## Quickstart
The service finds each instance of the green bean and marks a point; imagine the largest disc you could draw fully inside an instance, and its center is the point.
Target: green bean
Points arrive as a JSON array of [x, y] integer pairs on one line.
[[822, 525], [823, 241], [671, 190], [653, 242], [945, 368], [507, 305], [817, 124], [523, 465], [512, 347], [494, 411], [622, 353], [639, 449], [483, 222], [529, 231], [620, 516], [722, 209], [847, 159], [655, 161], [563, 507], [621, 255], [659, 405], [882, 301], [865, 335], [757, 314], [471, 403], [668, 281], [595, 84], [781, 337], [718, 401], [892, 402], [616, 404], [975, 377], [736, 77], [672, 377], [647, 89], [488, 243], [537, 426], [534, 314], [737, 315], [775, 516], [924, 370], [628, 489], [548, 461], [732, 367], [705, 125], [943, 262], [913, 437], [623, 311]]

== == ==

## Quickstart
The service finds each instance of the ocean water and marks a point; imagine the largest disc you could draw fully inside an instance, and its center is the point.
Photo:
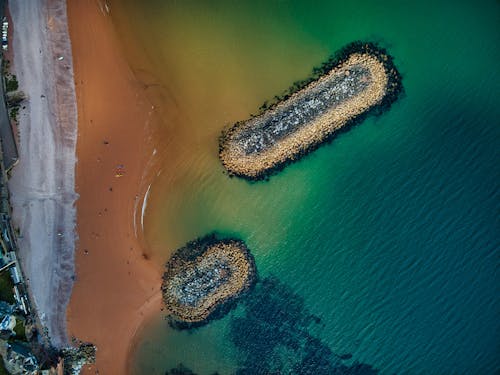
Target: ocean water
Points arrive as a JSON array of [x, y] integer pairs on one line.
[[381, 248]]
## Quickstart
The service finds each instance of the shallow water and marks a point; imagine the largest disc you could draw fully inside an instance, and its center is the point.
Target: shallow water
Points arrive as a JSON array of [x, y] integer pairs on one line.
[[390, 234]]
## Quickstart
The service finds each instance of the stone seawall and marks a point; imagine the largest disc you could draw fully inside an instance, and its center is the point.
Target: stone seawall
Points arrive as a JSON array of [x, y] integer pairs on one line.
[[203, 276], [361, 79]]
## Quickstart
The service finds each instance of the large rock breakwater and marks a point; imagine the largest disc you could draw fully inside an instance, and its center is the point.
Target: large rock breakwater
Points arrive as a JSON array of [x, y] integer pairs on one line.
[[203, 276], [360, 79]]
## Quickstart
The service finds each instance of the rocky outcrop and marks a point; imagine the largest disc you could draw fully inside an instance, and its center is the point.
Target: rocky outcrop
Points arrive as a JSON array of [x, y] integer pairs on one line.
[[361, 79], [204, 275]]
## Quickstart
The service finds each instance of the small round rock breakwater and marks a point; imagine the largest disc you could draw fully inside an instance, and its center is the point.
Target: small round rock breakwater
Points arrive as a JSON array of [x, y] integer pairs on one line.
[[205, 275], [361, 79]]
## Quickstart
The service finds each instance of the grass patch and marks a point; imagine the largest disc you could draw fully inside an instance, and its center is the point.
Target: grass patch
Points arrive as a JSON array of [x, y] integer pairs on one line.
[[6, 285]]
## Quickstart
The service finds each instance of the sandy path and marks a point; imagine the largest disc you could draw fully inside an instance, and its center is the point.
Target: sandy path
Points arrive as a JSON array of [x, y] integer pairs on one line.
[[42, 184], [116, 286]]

== == ==

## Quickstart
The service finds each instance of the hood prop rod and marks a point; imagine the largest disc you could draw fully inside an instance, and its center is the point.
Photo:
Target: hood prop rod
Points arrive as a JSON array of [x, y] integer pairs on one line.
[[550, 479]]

== == ==

- _Instruction_:
Extract each line from the entries above that contains the string "path".

- _Task output_:
The service finds each instance of the sandy path and marks a point; imagine the largest disc you could draw fully inside an instance, and its center is the point.
Target: sandy path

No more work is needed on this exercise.